▸ **EXERCISE**: Return the material below in full and exactly.

▸ **INPUT**:
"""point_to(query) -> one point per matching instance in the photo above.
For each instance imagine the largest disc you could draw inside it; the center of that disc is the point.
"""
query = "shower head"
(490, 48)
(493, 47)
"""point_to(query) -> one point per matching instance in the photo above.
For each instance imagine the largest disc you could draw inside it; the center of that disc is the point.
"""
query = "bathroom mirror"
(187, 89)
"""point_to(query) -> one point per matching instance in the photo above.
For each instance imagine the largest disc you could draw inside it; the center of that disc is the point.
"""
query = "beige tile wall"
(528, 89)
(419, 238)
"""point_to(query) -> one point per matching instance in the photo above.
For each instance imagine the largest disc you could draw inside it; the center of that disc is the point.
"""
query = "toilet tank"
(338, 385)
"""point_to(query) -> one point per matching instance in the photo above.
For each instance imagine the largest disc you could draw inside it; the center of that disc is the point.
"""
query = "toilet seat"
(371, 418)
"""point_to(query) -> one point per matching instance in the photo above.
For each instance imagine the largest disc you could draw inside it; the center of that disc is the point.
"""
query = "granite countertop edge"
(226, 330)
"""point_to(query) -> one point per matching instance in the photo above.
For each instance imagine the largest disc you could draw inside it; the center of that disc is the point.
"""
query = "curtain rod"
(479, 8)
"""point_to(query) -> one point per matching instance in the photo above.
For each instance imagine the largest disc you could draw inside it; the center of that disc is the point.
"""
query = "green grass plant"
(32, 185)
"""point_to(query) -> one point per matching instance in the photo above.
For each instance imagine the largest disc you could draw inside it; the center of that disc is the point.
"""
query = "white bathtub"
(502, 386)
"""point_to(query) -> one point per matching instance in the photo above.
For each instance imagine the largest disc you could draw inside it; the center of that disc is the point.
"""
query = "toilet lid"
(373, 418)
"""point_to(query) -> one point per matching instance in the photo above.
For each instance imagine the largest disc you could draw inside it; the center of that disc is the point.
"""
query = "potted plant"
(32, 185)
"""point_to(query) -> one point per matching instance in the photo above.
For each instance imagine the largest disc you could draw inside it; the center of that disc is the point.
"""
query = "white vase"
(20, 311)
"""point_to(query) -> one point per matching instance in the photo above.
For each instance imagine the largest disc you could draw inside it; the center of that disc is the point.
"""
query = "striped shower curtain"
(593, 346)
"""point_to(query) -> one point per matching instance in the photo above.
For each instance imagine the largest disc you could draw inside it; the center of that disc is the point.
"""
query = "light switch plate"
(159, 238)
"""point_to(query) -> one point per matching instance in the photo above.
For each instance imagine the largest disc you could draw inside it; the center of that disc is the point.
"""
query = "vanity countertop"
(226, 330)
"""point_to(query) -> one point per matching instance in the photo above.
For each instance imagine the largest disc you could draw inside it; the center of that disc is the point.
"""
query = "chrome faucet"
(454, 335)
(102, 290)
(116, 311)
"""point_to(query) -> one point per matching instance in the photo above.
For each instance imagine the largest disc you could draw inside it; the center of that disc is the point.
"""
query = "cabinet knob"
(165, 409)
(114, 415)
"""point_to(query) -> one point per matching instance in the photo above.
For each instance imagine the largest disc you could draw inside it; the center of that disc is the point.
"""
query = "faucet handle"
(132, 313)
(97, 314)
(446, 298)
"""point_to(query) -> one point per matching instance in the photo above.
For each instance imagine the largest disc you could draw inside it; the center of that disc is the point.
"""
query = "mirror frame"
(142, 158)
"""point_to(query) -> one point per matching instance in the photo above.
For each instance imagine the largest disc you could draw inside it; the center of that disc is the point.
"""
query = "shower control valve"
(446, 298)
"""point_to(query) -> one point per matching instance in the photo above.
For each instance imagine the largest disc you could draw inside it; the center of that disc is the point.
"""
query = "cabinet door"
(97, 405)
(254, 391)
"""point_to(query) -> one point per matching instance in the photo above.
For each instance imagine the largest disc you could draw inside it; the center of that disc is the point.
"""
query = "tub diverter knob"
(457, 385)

▸ **WRITTEN ANSWER**:
"""point_to(query) -> one point per matching instance in the photo above.
For each instance imagine the largest disc you could draw inside it; the center of that disc is the point.
"""
query = "shower head"
(490, 48)
(493, 47)
"""point_to(query) -> one point per matching instance in the photo above.
For each instance imagine the largest disc you could draw inside it; the center of that disc is the point.
"""
query = "bathroom mirror"
(187, 89)
"""point_to(query) -> one point per matching instance in the photo above.
For each instance imagine the largest disc you could draw inside it; the center of that disc is the point.
"""
query = "beige tile wall"
(528, 89)
(419, 238)
"""point_to(query) -> one point per matching instance in the photo above.
For each instance imagine the largest disc you could draw inside it; the center of that disc is the point.
"""
query = "toilet tank"
(338, 385)
"""point_to(query) -> one point per matching instance in the photo above.
For each instance imagine the largest disc you could draw inside it; the center of that disc is the point.
"""
query = "toilet seat"
(371, 418)
"""point_to(query) -> one point per matching instance in the photo above.
For each instance imagine the largest disc you could draw inside it; the center of that disc is the point.
"""
query = "granite countertop edge"
(226, 330)
"""point_to(query) -> one point per matching instance in the photo above.
For each instance imagine the largest disc you could draw inside it; the center of that disc is the point.
"""
query = "curtain rod"
(479, 8)
"""point_to(query) -> one point per matching instance in the photo above.
For each instance imagine the largest disc you could draw inside it; the center of that disc is the point.
"""
query = "green grass plant"
(32, 185)
"""point_to(query) -> one point per matching instance in the photo above.
For each instance imagine the largest disc you could draw inside it; the center of that disc is the point.
"""
query = "white bathtub"
(502, 386)
"""point_to(query) -> one point per matching instance in the photo above.
For each instance imagine the largest disc you could draw inside it; the center of that disc is the point.
"""
query = "toilet lid"
(373, 418)
"""point_to(query) -> one point per matching instance in the photo above.
For each instance imagine the largest disc you could draw inside it; the center of that disc is the point.
"""
query = "potted plant"
(32, 185)
"""point_to(query) -> one point per matching instance in the photo above.
For each instance imagine the largest disc you could draw inside it; the center of that disc is the point.
"""
query = "white vase"
(20, 311)
"""point_to(query) -> one point per matching instance in the photo above.
For each instance imagine the largest disc you could draw inside it; the center of that disc is the point.
"""
query = "striped shower curtain"
(593, 346)
"""point_to(query) -> one point per matching instance in the photo above.
For each instance imagine the largest disc you could draw inside it; the center of that disc is the point.
"""
query = "light switch plate"
(159, 238)
"""point_to(query) -> one point per matching instance in the photo above.
For each instance imagine the largest disc you could draw inside it; the center of that disc is the point.
"""
query = "vanity countertop"
(226, 330)
"""point_to(query) -> one point per matching instance in the photo above.
For each instance imagine the largest disc you could draw inside it; the center of that disc is the point.
"""
query = "chrome faucet"
(454, 335)
(102, 290)
(116, 311)
"""point_to(query) -> one point per matching instance in the photo above.
For each instance imagine the largest disc you could draw inside it; the center of that disc is the point.
"""
query = "cabinet knob"
(165, 409)
(114, 415)
"""point_to(query) -> one point per matching instance in the photo above.
For each instance imagine the largest disc you could draw inside it; the center of that disc is the point.
"""
query = "faucet handle"
(132, 313)
(97, 314)
(446, 298)
"""point_to(query) -> one point per matching instance in the photo above.
For each instance imagine the largest disc you could draw inside it; the center of that disc is the point.
"""
query = "mirror frame"
(142, 158)
"""point_to(query) -> one point per matching instance in the photo above.
For each instance imagine the largest disc you could draw inside it; the center of that disc is the point.
"""
query = "shower control valve"
(446, 298)
"""point_to(query) -> one point per matching instance in the photo above.
For each instance imagine the largest disc you could draw inside it; the center of that disc is the point.
"""
query = "cabinet door"
(97, 405)
(254, 391)
"""point_to(query) -> one point per matching instance in the photo above.
For each instance imagine the largest disc you could draw inside it; the center of that disc is the point.
"""
query = "tub diverter knob"
(457, 385)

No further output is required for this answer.